» Brief: Copy out the data below. Leave nothing out and alter nothing.

» Task data:
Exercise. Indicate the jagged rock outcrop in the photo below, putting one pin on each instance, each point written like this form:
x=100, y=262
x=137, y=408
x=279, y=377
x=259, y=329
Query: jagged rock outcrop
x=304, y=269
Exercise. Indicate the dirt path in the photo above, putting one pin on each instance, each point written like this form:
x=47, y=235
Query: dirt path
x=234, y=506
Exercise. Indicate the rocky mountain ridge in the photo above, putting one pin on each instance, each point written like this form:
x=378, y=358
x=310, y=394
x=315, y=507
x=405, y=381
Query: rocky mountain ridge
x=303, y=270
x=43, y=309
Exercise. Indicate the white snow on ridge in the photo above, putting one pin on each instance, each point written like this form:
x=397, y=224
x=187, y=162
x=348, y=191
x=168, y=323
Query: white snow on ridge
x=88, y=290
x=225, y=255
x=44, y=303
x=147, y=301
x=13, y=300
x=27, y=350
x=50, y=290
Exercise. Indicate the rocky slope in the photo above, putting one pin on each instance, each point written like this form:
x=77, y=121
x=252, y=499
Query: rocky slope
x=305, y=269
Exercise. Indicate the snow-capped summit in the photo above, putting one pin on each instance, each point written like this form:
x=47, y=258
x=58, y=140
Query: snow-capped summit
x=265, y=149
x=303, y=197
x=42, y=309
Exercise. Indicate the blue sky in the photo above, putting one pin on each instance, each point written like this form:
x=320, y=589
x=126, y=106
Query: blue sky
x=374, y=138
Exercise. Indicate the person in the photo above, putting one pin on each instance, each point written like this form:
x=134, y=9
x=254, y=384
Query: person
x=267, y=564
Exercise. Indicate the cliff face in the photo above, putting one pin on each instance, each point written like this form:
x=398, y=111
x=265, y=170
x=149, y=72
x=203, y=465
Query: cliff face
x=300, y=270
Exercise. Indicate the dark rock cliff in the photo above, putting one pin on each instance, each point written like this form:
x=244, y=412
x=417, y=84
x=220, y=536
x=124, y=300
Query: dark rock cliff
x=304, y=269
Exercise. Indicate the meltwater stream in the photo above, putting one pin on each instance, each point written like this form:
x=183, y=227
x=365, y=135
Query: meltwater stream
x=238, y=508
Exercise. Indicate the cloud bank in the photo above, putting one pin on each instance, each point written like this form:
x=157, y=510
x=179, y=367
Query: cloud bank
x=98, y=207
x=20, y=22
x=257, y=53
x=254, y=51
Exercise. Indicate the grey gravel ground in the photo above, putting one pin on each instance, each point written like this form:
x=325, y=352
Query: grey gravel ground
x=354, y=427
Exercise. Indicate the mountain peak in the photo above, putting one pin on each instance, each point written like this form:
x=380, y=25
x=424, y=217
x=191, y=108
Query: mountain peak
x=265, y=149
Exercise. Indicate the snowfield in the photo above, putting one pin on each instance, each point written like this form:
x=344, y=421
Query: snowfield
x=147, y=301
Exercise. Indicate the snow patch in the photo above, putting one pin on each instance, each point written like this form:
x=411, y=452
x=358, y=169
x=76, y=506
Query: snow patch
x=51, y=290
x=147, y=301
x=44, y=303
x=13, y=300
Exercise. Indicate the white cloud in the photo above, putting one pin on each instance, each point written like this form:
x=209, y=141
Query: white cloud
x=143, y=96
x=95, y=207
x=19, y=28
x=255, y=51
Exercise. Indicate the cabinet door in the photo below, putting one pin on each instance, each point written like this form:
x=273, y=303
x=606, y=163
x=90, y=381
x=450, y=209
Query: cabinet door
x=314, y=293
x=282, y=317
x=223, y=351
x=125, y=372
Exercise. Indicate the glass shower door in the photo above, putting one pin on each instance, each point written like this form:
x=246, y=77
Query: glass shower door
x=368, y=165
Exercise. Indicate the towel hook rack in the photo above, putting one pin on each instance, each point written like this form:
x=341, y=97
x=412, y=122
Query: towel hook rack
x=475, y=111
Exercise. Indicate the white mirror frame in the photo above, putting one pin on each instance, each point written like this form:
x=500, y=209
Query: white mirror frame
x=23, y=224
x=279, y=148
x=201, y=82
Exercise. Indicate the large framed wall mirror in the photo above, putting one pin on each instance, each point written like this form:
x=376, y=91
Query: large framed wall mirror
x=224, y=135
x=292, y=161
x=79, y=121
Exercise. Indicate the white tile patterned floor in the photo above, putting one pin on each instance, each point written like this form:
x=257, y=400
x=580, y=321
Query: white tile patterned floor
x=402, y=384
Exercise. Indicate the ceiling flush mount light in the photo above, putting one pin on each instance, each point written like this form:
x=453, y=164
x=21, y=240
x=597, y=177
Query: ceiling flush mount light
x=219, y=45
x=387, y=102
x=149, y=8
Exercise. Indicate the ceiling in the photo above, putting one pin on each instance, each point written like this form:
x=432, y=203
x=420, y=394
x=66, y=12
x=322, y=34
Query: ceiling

» Task response:
Exercise. Indicate the jagged rock outcrop in the photo below, putting one pin on each instance, each point written like this form:
x=100, y=262
x=137, y=408
x=279, y=377
x=259, y=329
Query: jagged rock outcrop
x=304, y=269
Exercise. Indicate the dirt path in the photo above, putting one pin on each instance, each point written like this form:
x=47, y=235
Query: dirt path
x=234, y=506
Exercise. Indicate the rocky mountain ridge in the photo above, putting one pin on each instance, each point written like this form:
x=378, y=358
x=310, y=394
x=315, y=507
x=405, y=381
Query: rocky mountain ridge
x=303, y=270
x=43, y=309
Exercise. Indicate the white snow on ridge in the photo above, putting one pin on each instance, each point written like this form:
x=397, y=224
x=187, y=162
x=348, y=191
x=168, y=323
Query: white snow on ridge
x=88, y=290
x=225, y=255
x=44, y=303
x=147, y=301
x=13, y=300
x=27, y=350
x=50, y=290
Exercise. Indicate the rocky slope in the photo above, putting one pin on each instance, each point written like this form:
x=77, y=121
x=252, y=499
Query: rocky slope
x=305, y=269
Exercise. Indicate the snow-capped summit in the photo above, putting one pin on each instance, each point written like this form:
x=47, y=258
x=58, y=140
Query: snow-capped summit
x=265, y=149
x=303, y=197
x=42, y=309
Exercise. Indicate the blue sky in the photo above, putting one pin on each instance, each point written like this form:
x=320, y=589
x=126, y=106
Query: blue sky
x=374, y=138
Exercise. Indicate the person in the photo above, putting one pin on each instance, each point written like this form:
x=134, y=9
x=254, y=384
Query: person
x=267, y=564
Exercise. Indicate the cliff face in the photo above, putting one pin on each instance, each point written like this form:
x=398, y=111
x=265, y=170
x=149, y=72
x=203, y=465
Query: cliff face
x=300, y=270
Exercise. Indicate the dark rock cliff in the photo above, putting one pin on each instance, each point written like this form:
x=244, y=412
x=417, y=84
x=220, y=536
x=124, y=300
Query: dark rock cliff
x=304, y=269
Exercise. Indicate the meltwater stream in the photo above, putting one pin on each instance, each point written like this form:
x=183, y=227
x=365, y=135
Query: meltwater stream
x=238, y=508
Exercise. Indicate the cloud bank in the photo above, putting one pin on each instance, each point written like this form:
x=157, y=510
x=179, y=367
Query: cloud bank
x=98, y=207
x=20, y=22
x=257, y=53
x=254, y=51
Exercise. Indicate the grey gravel ground in the photo above, putting one pin on each instance, each point written like this form:
x=325, y=352
Query: grey gravel ground
x=354, y=427
Exercise. Indicate the mountain peak in the photo above, putting one pin on each instance, each point written like this form:
x=380, y=25
x=424, y=217
x=191, y=108
Query: mountain peak
x=265, y=149
Exercise. Indicate the snowfield in the photo above, putting one pin on each instance, each point written like this form:
x=344, y=421
Query: snowfield
x=147, y=301
Exercise. Indicate the snow patch in the photo above, putting one pin on each instance, each point written like this form:
x=411, y=452
x=358, y=169
x=76, y=506
Query: snow patch
x=51, y=290
x=147, y=301
x=44, y=303
x=13, y=300
Exercise. Indicate the white cloud in the photo above, putting one pin on each instance, each point written like this form:
x=209, y=141
Query: white cloud
x=143, y=96
x=95, y=207
x=19, y=28
x=255, y=51
Exercise. Indicate the cabinet door in the photo below, putting one pin on each instance, each point written like this form:
x=273, y=303
x=606, y=163
x=90, y=381
x=450, y=209
Query: cabinet door
x=314, y=293
x=282, y=317
x=223, y=351
x=125, y=372
Exercise. Indicate the glass shower door in the photo above, putting one pin on each instance, each point written like this form:
x=246, y=77
Query: glass shower door
x=368, y=165
Exercise. Indicate the towel hook rack in the photo above, putting one pin on each instance, each point written like this form:
x=341, y=97
x=412, y=122
Query: towel hook rack
x=475, y=111
Exercise. Indicate the white mirror frame in the photo above, putting one pin on each instance, each point written like this form:
x=500, y=209
Query: white mirror frame
x=23, y=224
x=279, y=148
x=201, y=82
Exercise. Indicate the large framed wall mirror in the photo above, putting one pin on each instance, each point written like this form:
x=376, y=91
Query: large framed wall mirror
x=224, y=135
x=292, y=161
x=79, y=121
Exercise. Indicate the white tile patterned floor in the photo above, putting one pin on each instance, each point written like this form:
x=257, y=400
x=580, y=321
Query: white tile patterned floor
x=402, y=384
Exercise. Indicate the ceiling flush mount light in the photo above, putting one pin on each instance, each point written like this form:
x=453, y=164
x=21, y=240
x=597, y=177
Query: ceiling flush mount light
x=219, y=45
x=387, y=102
x=149, y=8
Exercise. Indicate the ceiling in the photo above, putting one pin on each instance, each point written like this form:
x=432, y=203
x=420, y=394
x=66, y=12
x=322, y=34
Query: ceiling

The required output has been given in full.